━━━━━ Raw records ━━━━━

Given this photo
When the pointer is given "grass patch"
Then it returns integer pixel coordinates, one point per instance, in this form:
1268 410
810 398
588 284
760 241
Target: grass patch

━━━━━

[Task to carry out]
Copy out every line of the items above, keeping each one word for word.

[Full solution]
Given this photo
When the pointer is given "grass patch"
Then it returns integer pixel coordinates, one point per instance, in this form:
1268 410
810 398
588 284
760 241
Target: grass patch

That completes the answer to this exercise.